═════ Input data

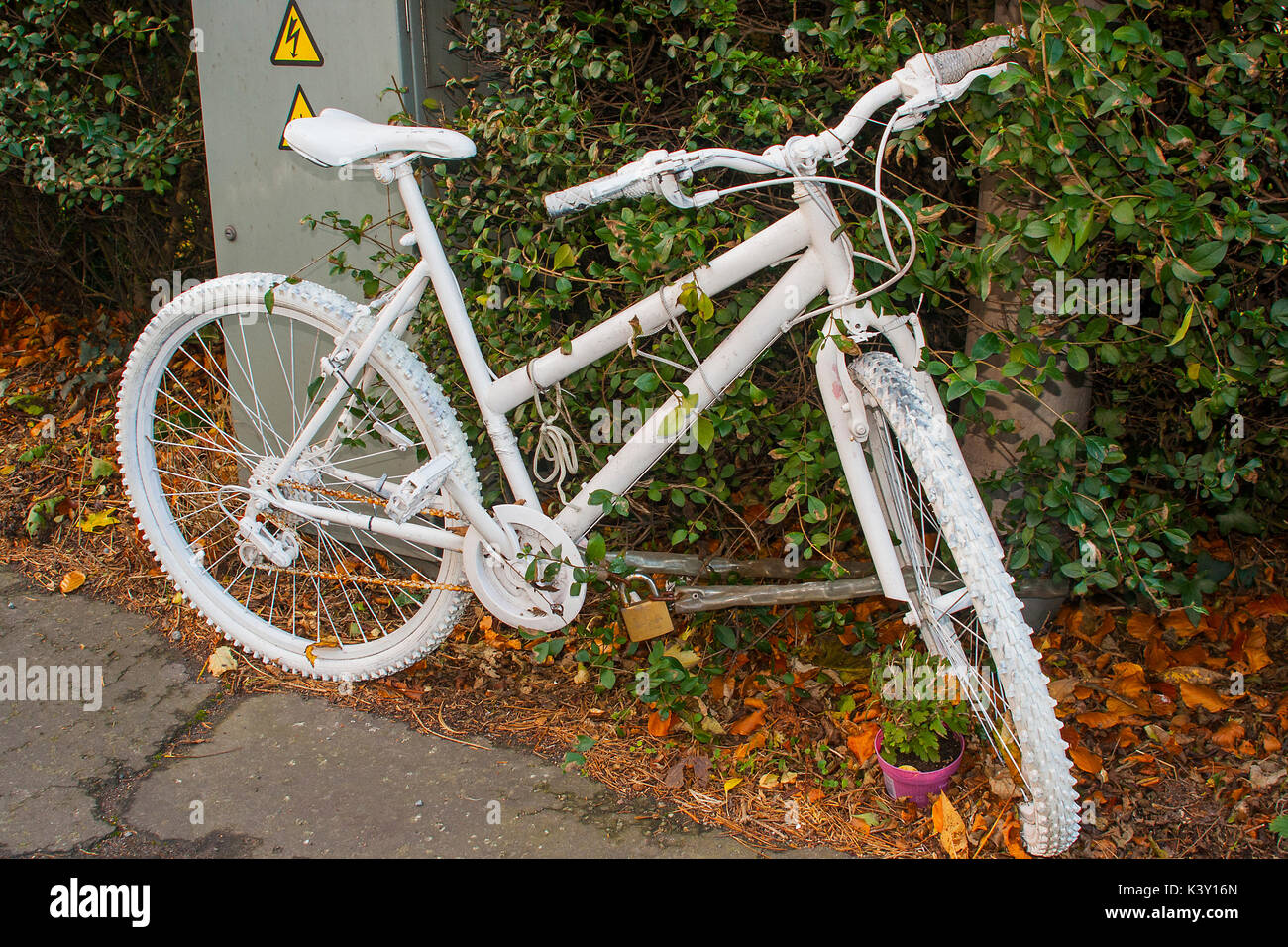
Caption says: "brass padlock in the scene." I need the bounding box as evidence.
[622,573,675,642]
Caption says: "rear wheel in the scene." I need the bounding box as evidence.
[850,352,1079,854]
[117,274,480,679]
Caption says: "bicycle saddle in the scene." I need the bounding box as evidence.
[286,108,474,167]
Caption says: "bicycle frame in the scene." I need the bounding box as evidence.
[267,155,939,601]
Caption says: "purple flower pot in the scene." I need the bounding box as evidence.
[876,733,966,808]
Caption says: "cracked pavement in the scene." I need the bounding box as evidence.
[0,569,823,858]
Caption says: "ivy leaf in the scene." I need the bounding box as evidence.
[551,244,577,269]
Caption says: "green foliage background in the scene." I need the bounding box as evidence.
[0,0,214,311]
[324,0,1288,615]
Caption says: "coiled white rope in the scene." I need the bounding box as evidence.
[532,381,577,505]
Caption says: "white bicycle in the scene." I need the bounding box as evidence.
[117,36,1079,854]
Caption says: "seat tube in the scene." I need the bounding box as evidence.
[395,164,541,509]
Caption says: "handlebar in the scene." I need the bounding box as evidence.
[545,152,665,218]
[930,34,1012,85]
[545,34,1012,218]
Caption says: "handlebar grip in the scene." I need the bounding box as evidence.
[930,34,1012,85]
[545,167,653,217]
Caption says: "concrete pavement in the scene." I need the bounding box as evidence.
[0,569,778,858]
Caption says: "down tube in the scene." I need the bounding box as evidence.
[555,250,823,543]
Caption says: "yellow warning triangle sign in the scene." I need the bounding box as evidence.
[277,85,317,150]
[271,0,322,65]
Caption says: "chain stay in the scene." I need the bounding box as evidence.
[254,480,473,591]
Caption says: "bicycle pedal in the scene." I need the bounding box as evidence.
[385,454,456,524]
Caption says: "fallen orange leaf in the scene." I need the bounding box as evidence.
[729,710,765,737]
[845,721,881,763]
[1177,681,1231,714]
[1212,723,1246,750]
[1069,746,1104,776]
[930,792,969,858]
[648,710,675,737]
[58,570,85,595]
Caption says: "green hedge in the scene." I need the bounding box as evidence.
[0,0,206,316]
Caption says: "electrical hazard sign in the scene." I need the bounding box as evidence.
[277,85,317,150]
[271,0,322,65]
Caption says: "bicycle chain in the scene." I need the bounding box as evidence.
[246,480,473,591]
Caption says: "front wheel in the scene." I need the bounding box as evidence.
[850,352,1079,856]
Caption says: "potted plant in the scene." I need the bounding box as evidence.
[872,643,971,806]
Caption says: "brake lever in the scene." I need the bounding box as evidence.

══════════

**Direction:**
Gather every line of the listing above that contains the word "white". Case counts.

**Answer for this exercise:**
Caption says: "coiled white rope in the scene." I need the bounding box as evidence.
Caption says: "white bicycle in the scene." I need the bounding box as evidence.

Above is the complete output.